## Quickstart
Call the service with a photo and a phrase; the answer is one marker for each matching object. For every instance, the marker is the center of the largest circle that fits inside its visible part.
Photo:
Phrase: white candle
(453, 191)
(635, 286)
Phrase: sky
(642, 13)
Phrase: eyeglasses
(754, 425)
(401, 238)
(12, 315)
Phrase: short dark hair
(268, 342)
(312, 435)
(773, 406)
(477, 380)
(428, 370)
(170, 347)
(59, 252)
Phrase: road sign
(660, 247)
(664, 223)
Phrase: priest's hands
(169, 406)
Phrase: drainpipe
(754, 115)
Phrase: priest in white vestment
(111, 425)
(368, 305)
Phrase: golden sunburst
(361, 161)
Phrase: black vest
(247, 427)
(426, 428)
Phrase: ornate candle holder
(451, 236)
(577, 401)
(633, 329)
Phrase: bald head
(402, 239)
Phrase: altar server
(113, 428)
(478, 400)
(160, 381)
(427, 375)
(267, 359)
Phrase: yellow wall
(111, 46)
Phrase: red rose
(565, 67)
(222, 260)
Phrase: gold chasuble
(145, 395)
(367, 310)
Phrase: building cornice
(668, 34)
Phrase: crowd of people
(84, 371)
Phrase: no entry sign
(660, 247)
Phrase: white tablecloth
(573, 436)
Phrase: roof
========
§ **Assigned task**
Output every line of the listing exactly as written.

§ **Task response**
## Quickstart
Call the service with a photo and a phrase; the answer is one marker for each matching object. For every instance, the marker is the center of the largest circle that fits inside its visible part.
Photo:
Phrase: white candle
(453, 191)
(635, 286)
Phrase: sky
(642, 13)
Phrase: eyeglasses
(754, 425)
(401, 238)
(12, 315)
Phrase: short dark hair
(268, 342)
(312, 435)
(773, 406)
(477, 380)
(428, 370)
(170, 347)
(59, 252)
Phrase: road sign
(660, 247)
(664, 223)
Phrase: priest's hands
(169, 406)
Phrase: drainpipe
(754, 115)
Phrase: priest in white vestment
(111, 425)
(368, 305)
Phrase: golden sunburst
(361, 161)
Phrase: black vest
(247, 427)
(426, 428)
Phrase: ornate candle holder
(451, 236)
(577, 401)
(633, 329)
Phrase: bald head
(402, 239)
Phrase: altar server
(113, 428)
(478, 400)
(160, 381)
(427, 375)
(267, 359)
Phrase: yellow wall
(111, 46)
Phrase: red rose
(565, 67)
(222, 260)
Phrase: gold chasuble
(145, 395)
(367, 310)
Phrase: building cornice
(668, 34)
Phrase: crowd of people
(84, 371)
Phrase: no entry sign
(660, 247)
Phrase: white tablecloth
(573, 436)
Phrase: roof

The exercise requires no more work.